**AIM OF THE TASK:**
Could you find each line of the data below that contains the word "shadow" and copy those lines?

· · · · · · ·

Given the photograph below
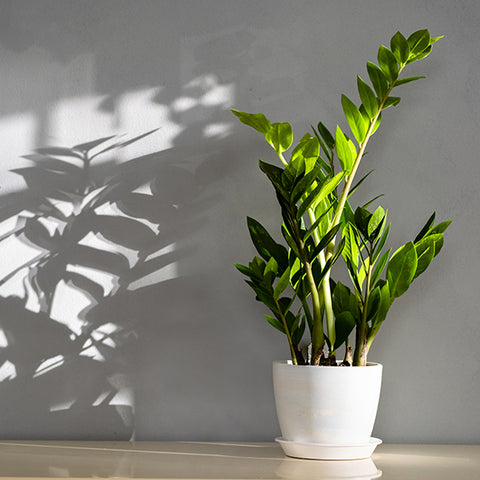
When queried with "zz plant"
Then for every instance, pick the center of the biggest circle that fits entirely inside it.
(313, 185)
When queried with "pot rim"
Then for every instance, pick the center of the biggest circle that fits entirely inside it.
(289, 363)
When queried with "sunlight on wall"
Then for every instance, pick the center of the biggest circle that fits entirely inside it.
(76, 118)
(17, 137)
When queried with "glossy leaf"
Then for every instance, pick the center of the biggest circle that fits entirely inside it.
(280, 136)
(362, 218)
(319, 194)
(344, 152)
(354, 118)
(309, 149)
(425, 228)
(383, 307)
(85, 147)
(274, 174)
(388, 63)
(400, 48)
(368, 98)
(379, 267)
(391, 102)
(304, 184)
(282, 283)
(325, 241)
(326, 135)
(375, 221)
(401, 269)
(350, 251)
(378, 79)
(418, 42)
(425, 252)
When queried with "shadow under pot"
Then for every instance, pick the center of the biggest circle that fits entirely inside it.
(327, 412)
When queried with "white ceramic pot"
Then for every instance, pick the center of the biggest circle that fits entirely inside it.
(326, 405)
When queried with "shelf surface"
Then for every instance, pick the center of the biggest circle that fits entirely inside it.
(235, 461)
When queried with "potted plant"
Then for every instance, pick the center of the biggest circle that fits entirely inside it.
(327, 408)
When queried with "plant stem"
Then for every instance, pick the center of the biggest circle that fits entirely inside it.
(289, 338)
(325, 287)
(360, 355)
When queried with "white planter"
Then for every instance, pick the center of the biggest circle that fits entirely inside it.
(326, 405)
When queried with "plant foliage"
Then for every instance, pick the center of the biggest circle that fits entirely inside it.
(293, 278)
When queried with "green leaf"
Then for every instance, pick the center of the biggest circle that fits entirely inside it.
(324, 241)
(317, 223)
(379, 267)
(265, 244)
(274, 174)
(280, 136)
(421, 55)
(354, 188)
(400, 48)
(368, 98)
(380, 243)
(375, 221)
(377, 124)
(391, 102)
(291, 242)
(275, 323)
(425, 228)
(350, 251)
(304, 184)
(344, 151)
(308, 149)
(354, 119)
(258, 121)
(401, 269)
(319, 194)
(388, 63)
(426, 251)
(282, 283)
(326, 135)
(271, 269)
(344, 324)
(362, 217)
(418, 42)
(378, 79)
(402, 81)
(294, 170)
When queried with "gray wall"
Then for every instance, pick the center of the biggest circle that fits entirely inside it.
(191, 354)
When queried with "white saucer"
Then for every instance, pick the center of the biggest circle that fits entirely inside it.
(319, 451)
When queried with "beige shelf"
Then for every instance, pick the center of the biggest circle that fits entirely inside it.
(196, 460)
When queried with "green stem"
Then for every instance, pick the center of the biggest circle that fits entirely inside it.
(289, 338)
(325, 287)
(360, 355)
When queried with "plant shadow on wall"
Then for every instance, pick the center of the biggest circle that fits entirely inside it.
(90, 244)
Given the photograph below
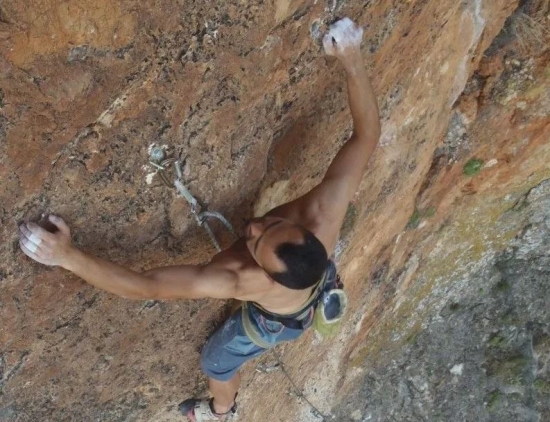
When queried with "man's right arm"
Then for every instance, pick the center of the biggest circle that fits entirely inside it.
(175, 282)
(323, 209)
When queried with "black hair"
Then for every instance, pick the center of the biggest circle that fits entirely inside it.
(305, 262)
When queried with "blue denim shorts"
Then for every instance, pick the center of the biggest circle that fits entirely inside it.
(230, 347)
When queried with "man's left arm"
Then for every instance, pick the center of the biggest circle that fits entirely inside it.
(175, 282)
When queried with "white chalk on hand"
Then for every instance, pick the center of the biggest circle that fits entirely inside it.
(31, 247)
(344, 33)
(36, 240)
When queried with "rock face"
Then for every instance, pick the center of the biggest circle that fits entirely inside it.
(446, 271)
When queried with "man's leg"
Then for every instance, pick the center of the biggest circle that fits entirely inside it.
(224, 392)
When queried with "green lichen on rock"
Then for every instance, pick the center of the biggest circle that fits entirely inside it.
(414, 220)
(542, 386)
(349, 221)
(472, 167)
(498, 341)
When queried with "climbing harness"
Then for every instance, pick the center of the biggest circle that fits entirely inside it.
(161, 164)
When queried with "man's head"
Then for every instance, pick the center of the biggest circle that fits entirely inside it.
(290, 254)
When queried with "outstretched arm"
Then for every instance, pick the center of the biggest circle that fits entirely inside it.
(176, 282)
(323, 209)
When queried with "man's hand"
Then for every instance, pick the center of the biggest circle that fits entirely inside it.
(43, 246)
(343, 40)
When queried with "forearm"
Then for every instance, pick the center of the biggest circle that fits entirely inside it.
(362, 100)
(109, 276)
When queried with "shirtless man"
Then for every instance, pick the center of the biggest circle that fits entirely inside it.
(277, 269)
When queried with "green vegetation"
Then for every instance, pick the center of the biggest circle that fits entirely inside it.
(472, 167)
(493, 400)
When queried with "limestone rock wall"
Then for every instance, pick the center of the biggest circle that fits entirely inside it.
(242, 91)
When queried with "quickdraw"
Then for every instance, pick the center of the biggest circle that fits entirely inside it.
(161, 164)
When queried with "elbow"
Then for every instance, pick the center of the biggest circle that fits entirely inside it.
(145, 289)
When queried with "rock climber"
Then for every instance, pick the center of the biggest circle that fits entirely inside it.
(277, 269)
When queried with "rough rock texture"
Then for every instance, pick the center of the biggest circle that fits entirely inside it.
(242, 90)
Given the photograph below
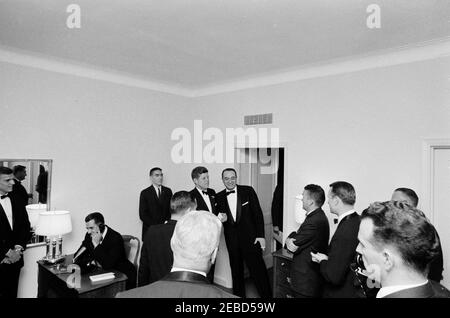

· · · · · · ·

**SOLUTION TO THE EXERCISE:**
When queried with "shadow under pot"
When queried with "plant shadow on wall"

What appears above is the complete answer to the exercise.